REQUIRED WORK: How many lines in the entries below contain the word "would"? Reply with the number alone.

RECORDS SHOWN:
## Start
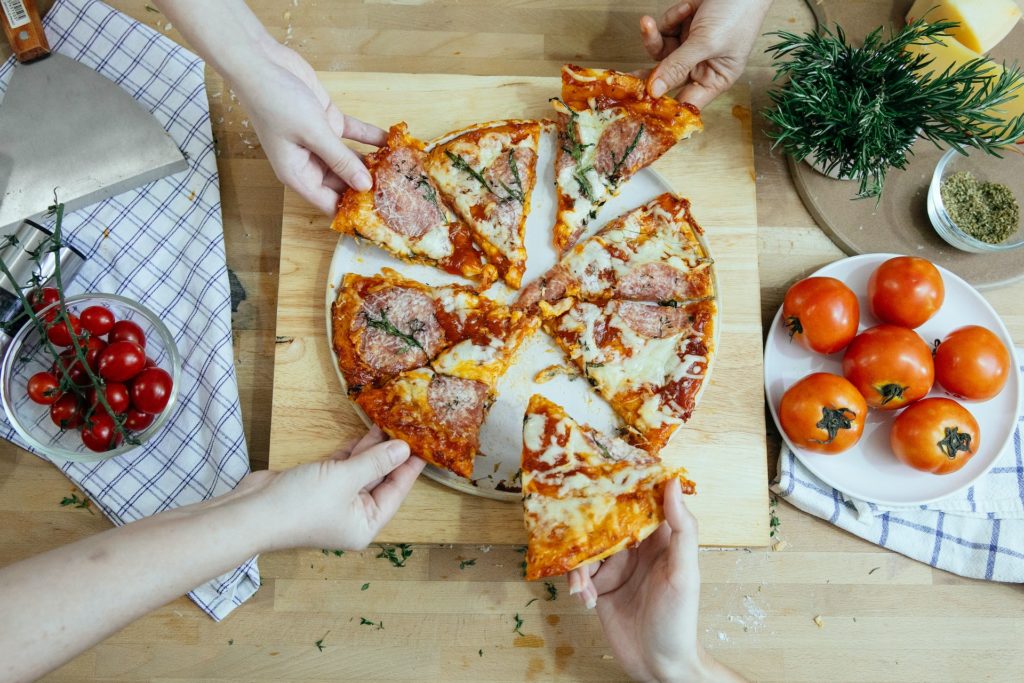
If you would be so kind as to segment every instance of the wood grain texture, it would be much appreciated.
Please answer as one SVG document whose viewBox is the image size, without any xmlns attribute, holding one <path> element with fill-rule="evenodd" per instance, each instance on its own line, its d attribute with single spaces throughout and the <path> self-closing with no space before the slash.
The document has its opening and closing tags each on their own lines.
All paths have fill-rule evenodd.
## End
## Start
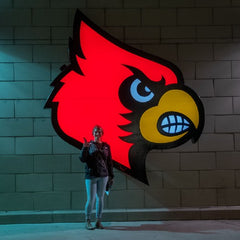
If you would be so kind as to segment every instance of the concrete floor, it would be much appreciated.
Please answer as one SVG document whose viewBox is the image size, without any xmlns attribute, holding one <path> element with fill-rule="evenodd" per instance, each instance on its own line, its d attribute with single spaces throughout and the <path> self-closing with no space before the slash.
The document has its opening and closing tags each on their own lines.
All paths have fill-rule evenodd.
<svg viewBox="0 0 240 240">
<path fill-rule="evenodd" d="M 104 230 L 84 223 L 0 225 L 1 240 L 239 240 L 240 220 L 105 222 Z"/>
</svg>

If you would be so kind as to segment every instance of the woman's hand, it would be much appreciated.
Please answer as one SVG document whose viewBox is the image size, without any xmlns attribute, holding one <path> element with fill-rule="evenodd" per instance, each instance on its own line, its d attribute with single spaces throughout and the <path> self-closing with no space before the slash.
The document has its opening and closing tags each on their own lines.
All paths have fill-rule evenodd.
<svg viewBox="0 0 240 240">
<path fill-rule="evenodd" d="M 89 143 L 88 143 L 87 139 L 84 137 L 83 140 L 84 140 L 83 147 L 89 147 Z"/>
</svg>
## End
ANSWER FOR THE TASK: 3